- Task objective
Reproduce the lawfare op-ed word for word from "Rather than revenge, the" to "office and vote.".

Prosecute The Architects Of Trump Lawfare For Election Interference

By: Victoria Toensing and John Yoo

Rather than revenge, the Justice Department should defend the constitutional rights of candidate Trump and his voters.

In his second inaugural address, President Donald Trump declared that the “weaponization of our Justice Department and our government will end” and that he would “re-balance” the scales of justice. He now faces an important decision: whether to investigate the founders of the lawfare campaigns against him — beginning with New York Attorney General Letitia James and New York City District Attorney Alvin Bragg. He would have at his disposal the same legal theory that the Biden Justice Department constructed just for him: interfering with the presidential election deprived Americans of their constitutional rights to run for office and vote.

Special Counsel Jack Smith announced this unprecedented theory by charging Trump with depriving all Americans of their voting rights by challenging the outcome of the 2020 election.

The demise of independent counsels, which had a very low threshold to trigger appointment, illustrates how Democrats respond when feeling the sting of onerous investigations. Democrats loved the 1978 Independent Counsel Act, which was used five times against the Reagan administration and twice against George H.W. Bush. It was “good government” until it wasn’t. When the Clinton administration got hit with seven independent counsels, enough was enough. Democrats cheered its expiration in 1999, having discovered it was too costly.

Turning lawfare on its creators is not about revenge. It will serve as a deterrent to prevent future abuse and will restore public confidence that justice is even-handed. Individuals who have carried out lawfare have not only destroyed faith in our legal system but also may have violated the law. A federal statute, 18 U.S.C. 241, prohibits conspiring to “injure, oppress, threaten, or intimidate” a person exercising constitutional rights or privileges. Clearly President Donald J. Trump had constitutional rights and privileges to run for office and govern, not to be imprisoned for contrived crimes, and not to be deprived of property based on abuse of federal and state justice systems. According to the Biden administration’s own theory, preventing a candidate from running and assuming office also deprives supporters of their rights to vote.

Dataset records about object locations
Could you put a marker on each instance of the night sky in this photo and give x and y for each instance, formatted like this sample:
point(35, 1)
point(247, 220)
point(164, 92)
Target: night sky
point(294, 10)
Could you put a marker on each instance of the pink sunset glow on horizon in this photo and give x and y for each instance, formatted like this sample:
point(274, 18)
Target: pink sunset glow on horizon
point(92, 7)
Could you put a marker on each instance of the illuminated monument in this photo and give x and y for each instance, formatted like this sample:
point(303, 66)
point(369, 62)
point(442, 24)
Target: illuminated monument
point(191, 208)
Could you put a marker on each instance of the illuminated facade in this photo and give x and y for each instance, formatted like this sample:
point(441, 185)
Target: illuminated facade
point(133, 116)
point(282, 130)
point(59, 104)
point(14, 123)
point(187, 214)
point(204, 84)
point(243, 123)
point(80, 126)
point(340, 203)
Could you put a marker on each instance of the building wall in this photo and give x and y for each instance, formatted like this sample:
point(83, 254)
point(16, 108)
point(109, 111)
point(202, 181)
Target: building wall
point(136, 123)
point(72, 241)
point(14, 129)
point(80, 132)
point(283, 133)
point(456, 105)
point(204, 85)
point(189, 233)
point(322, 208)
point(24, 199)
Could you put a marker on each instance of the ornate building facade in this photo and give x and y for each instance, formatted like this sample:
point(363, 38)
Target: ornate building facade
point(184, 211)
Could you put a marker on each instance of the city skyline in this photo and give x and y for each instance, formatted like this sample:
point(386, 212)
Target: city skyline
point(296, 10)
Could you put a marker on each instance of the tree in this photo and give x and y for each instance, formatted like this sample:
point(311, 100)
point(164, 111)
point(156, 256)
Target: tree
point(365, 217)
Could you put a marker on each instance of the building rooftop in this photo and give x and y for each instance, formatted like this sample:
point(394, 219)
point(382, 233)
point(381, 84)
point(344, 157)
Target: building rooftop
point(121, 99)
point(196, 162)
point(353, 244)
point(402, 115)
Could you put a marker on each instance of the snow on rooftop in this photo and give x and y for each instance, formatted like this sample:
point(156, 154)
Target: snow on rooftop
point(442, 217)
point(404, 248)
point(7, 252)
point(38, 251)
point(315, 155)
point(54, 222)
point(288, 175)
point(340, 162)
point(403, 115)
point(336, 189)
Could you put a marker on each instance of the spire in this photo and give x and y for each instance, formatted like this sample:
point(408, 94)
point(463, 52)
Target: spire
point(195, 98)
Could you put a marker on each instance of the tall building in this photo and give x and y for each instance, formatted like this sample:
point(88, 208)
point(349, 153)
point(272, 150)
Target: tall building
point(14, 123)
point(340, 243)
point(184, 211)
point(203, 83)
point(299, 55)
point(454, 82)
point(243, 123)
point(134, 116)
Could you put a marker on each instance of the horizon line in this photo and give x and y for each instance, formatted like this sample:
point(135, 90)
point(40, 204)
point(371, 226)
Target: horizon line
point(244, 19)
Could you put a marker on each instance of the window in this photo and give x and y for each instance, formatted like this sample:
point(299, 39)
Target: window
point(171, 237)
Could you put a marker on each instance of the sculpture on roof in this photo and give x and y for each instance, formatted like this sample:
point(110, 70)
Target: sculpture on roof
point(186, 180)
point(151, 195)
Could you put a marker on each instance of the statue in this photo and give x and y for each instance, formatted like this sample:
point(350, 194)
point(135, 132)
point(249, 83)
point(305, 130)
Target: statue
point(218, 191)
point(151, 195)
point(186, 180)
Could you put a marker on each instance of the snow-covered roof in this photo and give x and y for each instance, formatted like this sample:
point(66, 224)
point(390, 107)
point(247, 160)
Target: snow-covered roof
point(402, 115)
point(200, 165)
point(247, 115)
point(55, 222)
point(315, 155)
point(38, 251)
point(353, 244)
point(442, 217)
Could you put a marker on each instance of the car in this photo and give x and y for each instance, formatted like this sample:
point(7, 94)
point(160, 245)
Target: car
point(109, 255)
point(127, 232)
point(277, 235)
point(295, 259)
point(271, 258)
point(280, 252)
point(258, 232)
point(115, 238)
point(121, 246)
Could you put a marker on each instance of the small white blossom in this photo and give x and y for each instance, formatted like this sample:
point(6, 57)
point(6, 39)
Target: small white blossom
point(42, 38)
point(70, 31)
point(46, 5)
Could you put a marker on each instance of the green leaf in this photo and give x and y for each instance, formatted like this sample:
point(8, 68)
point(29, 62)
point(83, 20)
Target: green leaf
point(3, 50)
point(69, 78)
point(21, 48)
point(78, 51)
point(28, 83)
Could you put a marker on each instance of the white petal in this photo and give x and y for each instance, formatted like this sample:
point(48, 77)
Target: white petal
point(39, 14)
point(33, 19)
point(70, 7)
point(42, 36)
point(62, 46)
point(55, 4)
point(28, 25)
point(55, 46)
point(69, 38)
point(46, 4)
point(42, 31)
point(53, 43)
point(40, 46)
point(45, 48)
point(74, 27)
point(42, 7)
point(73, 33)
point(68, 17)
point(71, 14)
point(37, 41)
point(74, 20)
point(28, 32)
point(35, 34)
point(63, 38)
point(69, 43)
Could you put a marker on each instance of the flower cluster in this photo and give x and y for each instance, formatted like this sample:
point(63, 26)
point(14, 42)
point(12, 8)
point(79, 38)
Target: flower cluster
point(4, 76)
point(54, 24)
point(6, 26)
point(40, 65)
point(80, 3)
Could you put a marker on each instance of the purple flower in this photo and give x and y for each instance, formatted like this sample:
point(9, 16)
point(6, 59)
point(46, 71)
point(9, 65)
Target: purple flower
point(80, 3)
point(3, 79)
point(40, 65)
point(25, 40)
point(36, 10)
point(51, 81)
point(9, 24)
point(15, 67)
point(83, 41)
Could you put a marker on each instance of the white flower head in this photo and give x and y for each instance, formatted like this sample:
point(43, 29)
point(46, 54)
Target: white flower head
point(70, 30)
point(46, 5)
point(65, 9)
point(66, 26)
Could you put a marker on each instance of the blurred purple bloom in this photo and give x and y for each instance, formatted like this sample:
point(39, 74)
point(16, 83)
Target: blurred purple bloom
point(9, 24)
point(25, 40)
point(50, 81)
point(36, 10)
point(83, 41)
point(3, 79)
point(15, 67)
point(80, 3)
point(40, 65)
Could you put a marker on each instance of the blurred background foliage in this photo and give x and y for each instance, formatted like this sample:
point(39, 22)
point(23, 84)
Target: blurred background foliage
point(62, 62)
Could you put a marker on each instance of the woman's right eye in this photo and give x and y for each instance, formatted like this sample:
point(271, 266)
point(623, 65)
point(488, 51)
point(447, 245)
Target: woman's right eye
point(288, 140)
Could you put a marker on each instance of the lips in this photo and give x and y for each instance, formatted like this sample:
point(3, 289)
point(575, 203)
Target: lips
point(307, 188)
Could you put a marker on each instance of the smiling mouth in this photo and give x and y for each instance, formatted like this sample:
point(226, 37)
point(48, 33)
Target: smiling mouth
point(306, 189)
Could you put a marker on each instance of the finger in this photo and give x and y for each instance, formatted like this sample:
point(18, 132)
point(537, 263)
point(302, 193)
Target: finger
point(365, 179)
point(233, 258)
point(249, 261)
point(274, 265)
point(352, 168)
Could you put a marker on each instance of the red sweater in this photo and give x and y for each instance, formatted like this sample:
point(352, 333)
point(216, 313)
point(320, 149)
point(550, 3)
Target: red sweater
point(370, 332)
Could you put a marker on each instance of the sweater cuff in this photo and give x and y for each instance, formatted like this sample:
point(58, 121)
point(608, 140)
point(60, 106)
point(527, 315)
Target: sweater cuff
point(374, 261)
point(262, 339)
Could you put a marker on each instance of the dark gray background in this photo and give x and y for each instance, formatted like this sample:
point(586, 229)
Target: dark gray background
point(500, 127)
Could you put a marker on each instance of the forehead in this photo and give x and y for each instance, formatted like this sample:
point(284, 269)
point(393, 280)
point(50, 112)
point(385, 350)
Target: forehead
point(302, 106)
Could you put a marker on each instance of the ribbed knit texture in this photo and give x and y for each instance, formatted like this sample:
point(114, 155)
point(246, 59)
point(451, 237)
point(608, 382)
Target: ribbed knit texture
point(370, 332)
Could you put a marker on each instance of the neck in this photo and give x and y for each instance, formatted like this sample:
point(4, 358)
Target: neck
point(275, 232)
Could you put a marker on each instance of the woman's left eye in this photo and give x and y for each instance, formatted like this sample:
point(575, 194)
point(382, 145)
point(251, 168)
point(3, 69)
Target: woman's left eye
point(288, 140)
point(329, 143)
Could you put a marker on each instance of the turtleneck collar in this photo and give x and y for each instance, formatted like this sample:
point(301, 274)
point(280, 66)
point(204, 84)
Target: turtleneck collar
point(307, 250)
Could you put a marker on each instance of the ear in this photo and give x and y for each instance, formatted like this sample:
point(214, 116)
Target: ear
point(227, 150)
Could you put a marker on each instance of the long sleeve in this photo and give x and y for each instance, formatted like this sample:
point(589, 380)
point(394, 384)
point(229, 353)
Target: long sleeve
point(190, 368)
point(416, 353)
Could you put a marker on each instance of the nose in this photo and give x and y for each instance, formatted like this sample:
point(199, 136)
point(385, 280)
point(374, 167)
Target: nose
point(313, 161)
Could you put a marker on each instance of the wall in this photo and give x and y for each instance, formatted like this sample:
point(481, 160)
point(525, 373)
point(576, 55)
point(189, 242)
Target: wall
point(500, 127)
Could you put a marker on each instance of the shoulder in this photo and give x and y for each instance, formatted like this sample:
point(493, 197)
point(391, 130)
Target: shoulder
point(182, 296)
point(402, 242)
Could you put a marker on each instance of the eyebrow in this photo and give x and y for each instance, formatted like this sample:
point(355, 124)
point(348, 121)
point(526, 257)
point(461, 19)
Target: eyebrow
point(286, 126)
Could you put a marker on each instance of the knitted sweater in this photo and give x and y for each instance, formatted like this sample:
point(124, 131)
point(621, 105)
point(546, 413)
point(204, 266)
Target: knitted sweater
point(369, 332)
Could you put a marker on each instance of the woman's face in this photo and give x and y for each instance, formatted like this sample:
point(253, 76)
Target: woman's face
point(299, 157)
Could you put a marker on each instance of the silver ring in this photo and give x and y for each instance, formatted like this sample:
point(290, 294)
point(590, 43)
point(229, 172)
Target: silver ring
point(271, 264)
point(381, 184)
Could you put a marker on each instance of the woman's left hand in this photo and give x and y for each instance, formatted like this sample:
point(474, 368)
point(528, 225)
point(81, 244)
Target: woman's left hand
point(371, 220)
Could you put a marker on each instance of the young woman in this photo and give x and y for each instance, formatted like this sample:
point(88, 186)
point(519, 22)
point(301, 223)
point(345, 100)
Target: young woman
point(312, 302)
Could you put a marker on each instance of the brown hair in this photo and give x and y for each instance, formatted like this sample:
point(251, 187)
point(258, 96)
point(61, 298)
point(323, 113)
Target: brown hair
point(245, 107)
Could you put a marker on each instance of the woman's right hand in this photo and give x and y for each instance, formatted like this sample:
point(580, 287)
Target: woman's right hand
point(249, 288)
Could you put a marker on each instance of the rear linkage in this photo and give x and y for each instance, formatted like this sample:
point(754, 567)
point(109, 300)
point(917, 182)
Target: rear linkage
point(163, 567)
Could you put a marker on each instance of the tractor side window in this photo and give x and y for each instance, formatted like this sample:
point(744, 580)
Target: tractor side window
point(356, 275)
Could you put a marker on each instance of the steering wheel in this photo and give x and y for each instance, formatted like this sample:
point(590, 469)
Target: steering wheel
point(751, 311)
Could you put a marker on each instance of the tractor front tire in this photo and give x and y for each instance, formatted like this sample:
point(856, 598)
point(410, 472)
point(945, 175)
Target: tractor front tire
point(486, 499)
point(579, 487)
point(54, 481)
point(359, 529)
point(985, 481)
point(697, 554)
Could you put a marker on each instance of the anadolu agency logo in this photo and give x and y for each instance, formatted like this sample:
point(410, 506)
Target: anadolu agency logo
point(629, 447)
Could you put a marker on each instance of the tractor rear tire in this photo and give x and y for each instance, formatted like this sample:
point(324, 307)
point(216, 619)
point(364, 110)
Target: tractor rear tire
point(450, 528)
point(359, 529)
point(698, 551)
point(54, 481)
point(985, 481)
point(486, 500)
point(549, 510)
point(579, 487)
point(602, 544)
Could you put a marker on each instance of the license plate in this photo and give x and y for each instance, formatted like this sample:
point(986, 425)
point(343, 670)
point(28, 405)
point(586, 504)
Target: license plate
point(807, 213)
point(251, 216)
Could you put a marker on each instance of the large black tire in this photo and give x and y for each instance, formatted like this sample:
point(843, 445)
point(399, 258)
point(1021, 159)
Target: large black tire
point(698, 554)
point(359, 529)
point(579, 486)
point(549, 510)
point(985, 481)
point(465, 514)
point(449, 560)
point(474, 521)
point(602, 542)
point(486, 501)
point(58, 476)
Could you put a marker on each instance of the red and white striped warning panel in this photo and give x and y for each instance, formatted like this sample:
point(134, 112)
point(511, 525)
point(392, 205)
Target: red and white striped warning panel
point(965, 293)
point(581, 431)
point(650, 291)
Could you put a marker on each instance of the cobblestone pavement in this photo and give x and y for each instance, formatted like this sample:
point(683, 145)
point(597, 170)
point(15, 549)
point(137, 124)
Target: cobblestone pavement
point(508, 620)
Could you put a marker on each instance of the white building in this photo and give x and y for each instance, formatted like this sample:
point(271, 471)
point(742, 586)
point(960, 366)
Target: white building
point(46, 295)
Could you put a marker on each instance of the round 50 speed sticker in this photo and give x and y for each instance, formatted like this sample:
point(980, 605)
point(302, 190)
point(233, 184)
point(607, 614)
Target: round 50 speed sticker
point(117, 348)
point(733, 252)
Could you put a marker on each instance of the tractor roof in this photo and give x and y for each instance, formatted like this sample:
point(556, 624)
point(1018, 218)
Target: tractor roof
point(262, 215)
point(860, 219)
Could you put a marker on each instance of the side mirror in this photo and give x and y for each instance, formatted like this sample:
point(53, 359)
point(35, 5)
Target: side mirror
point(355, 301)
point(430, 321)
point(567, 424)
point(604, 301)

- Right answer
Rather than revenge, the Justice Department should defend the constitutional rights of candidate Trump and his voters.

In his second inaugural address, President Donald Trump declared that the “weaponization of our Justice Department and our government will end” and that he would “re-balance” the scales of justice. He now faces an important decision: whether to investigate the founders of the lawfare campaigns against him — beginning with New York Attorney General Letitia James and New York City District Attorney Alvin Bragg. He would have at his disposal the same legal theory that the Biden Justice Department constructed just for him: interfering with the presidential election deprived Americans of their constitutional rights to run for office and vote.